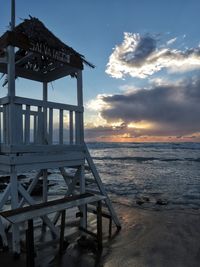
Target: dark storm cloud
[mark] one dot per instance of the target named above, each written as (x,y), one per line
(141,56)
(174,109)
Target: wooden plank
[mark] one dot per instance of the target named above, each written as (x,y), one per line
(101,187)
(40,127)
(38,210)
(35,124)
(18,124)
(59,73)
(23,73)
(50,141)
(61,127)
(4,100)
(47,104)
(27,125)
(5,130)
(53,157)
(45,98)
(5,148)
(71,127)
(48,165)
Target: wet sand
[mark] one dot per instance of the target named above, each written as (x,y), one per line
(149,238)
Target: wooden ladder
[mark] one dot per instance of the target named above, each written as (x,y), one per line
(101,189)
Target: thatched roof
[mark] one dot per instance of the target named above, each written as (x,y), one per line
(41,55)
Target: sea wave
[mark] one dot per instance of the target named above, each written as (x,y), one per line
(142,159)
(174,146)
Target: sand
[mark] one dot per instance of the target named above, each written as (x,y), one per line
(149,238)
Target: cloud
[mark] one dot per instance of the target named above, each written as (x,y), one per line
(140,56)
(171,41)
(168,109)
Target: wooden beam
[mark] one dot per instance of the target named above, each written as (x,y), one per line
(59,73)
(38,210)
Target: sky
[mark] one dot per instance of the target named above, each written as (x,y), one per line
(146,83)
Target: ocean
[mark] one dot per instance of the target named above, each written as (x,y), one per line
(150,173)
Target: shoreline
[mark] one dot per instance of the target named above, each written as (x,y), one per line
(148,238)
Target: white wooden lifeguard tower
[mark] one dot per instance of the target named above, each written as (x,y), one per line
(31,51)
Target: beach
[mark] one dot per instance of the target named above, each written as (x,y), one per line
(155,192)
(148,238)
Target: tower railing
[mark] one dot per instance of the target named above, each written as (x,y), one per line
(39,122)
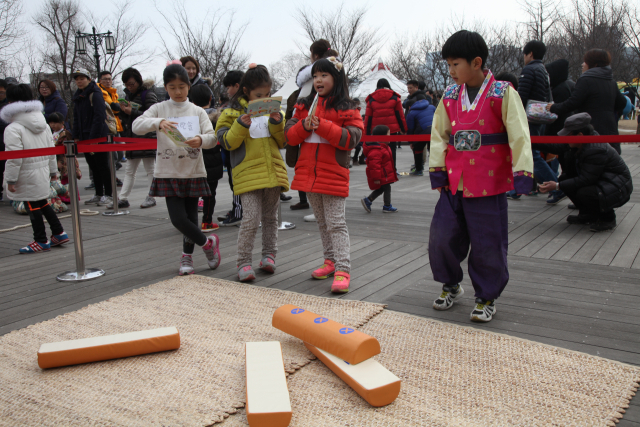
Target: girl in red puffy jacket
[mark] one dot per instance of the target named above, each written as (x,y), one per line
(326,137)
(380,171)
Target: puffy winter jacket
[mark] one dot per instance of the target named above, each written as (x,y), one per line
(89,115)
(420,118)
(534,83)
(254,151)
(384,107)
(323,163)
(594,164)
(27,130)
(380,170)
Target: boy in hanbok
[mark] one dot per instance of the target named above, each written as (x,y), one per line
(480,149)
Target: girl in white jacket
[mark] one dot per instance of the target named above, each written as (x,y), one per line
(28,179)
(180,175)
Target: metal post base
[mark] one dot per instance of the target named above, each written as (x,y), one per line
(74,276)
(113,213)
(286,226)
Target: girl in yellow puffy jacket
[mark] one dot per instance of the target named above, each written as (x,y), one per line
(259,173)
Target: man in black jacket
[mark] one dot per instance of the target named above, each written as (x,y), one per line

#### Direction
Every record above should be transcribed exactly; the pictures stay out of the copy.

#### Final answer
Target: dark storm cloud
[mark] one dot per instance of the target named above, each written as (x,y), one per line
(141,56)
(174,109)
Target: wooden plank
[mark] one dot per instance of the target named above, each written as (x,y), one per line
(101,187)
(40,127)
(38,210)
(35,124)
(18,124)
(59,73)
(23,73)
(50,141)
(61,127)
(4,100)
(47,104)
(27,125)
(5,130)
(53,157)
(45,98)
(5,148)
(71,127)
(48,165)
Target: wet sand
[mark] one dot per instance of the target named above, each written as (x,y), one per line
(149,238)
Target: wooden ladder
[mark] one dot per instance of the target named above, each written as (x,y), one per line
(101,189)
Target: thatched roof
[mark] one dot per instance of the target named above, each written as (x,y), one per line
(41,55)
Target: sea wave
[mark] one dot per instance of the target named above, each written as (x,y), one per line
(142,159)
(174,146)
Target: sand
[mark] one dot per instance of the target named above, each written as (x,y), one per line
(149,238)
Target: cloud
[mark] one dot per instance of the target named above, each written as (x,y), one per line
(140,56)
(171,41)
(168,109)
Target: wooden beam
[mark] one dot per instance of the target named above, each written as (x,y), one per line
(59,73)
(38,210)
Target: sky
[mark] one dot per instance of the target named above, each written as (x,y), one per line
(146,83)
Target: ocean
[mark] one dot per instance of the target named above, each written as (x,y), one per line
(150,173)
Target: shoreline
[mark] one dot per instance of the target named above, each written as (x,y), one per line
(148,238)
Target: white wooden lifeguard tower
[mark] one dot per instance of the target named above, each written as (x,y), one per line
(31,51)
Target: beach
[mark] one dot per instance of the target named above, each written as (x,y), one per line
(155,192)
(148,238)
Target: tower railing
[mark] one dot per instance of the target named above, each written as (x,y), one per line
(39,122)
Target: girl in red puffy jacket
[mark] one dot per instance of the target named above, each written as (x,y), one per line
(326,137)
(380,171)
Target: puffy winter jacket
[mark] one dot per instance of the target named above, each written as (x,y), one per line
(89,115)
(420,118)
(534,83)
(254,151)
(384,107)
(323,163)
(594,164)
(27,130)
(380,170)
Target: boy in hanbok
[mark] one dot per instance of the target named above, each written as (x,y), one per line
(480,149)
Target: girl in white jacket
[mark] one dot per instance of the target named above, each written as (x,y), one per line
(28,179)
(180,175)
Target: metal post base
[mark] one dot per instance of the target named above, each written as (x,y), one per line
(74,276)
(113,213)
(286,226)
Target: girl in yellow puffy jacket
[mark] one dot per instance of the target named above, each written as (x,y), one per line
(259,173)
Target: man in black jacket
[mark] one dot per instance of the target named above, each written as (x,y), one per line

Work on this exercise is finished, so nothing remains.